WHAT YOU NEED TO DO –
Copy the records from the first line up to and including the line with "The photo above is the one in question.", replacing "sample" with "example" and keeping everything else the same.

THE RECORDS –
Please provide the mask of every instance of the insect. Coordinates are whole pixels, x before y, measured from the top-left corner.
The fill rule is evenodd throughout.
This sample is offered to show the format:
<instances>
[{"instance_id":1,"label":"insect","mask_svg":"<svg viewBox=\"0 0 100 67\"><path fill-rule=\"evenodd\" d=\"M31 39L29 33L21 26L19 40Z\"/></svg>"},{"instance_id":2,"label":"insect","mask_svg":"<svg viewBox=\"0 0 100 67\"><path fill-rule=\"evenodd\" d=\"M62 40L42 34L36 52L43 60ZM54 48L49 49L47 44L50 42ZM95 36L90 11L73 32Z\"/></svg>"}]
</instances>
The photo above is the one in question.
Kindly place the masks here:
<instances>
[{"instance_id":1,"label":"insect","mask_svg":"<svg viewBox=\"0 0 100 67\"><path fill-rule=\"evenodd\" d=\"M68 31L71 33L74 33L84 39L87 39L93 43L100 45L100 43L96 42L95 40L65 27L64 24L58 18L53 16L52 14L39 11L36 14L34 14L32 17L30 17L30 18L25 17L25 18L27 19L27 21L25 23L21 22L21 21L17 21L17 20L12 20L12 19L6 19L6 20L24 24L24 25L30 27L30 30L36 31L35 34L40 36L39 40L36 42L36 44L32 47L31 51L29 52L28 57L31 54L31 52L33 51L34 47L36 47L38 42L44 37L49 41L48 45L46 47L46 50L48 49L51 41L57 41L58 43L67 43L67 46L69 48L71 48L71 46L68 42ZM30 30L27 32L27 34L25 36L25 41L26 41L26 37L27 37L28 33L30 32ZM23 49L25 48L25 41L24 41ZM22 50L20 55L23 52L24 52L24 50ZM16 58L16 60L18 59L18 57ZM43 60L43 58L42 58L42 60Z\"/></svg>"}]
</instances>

EXERCISE SOLUTION –
Please provide the mask of every instance of the insect. Coordinates are whole pixels, x before y, measured from the top-left corner.
The fill rule is evenodd throughout.
This example is offered to show the format:
<instances>
[{"instance_id":1,"label":"insect","mask_svg":"<svg viewBox=\"0 0 100 67\"><path fill-rule=\"evenodd\" d=\"M31 39L29 33L21 26L19 40Z\"/></svg>"},{"instance_id":2,"label":"insect","mask_svg":"<svg viewBox=\"0 0 100 67\"><path fill-rule=\"evenodd\" d=\"M62 40L42 34L36 52L43 60ZM54 48L49 49L47 44L50 42ZM95 36L90 11L73 32Z\"/></svg>"}]
</instances>
The photo above is the one in question.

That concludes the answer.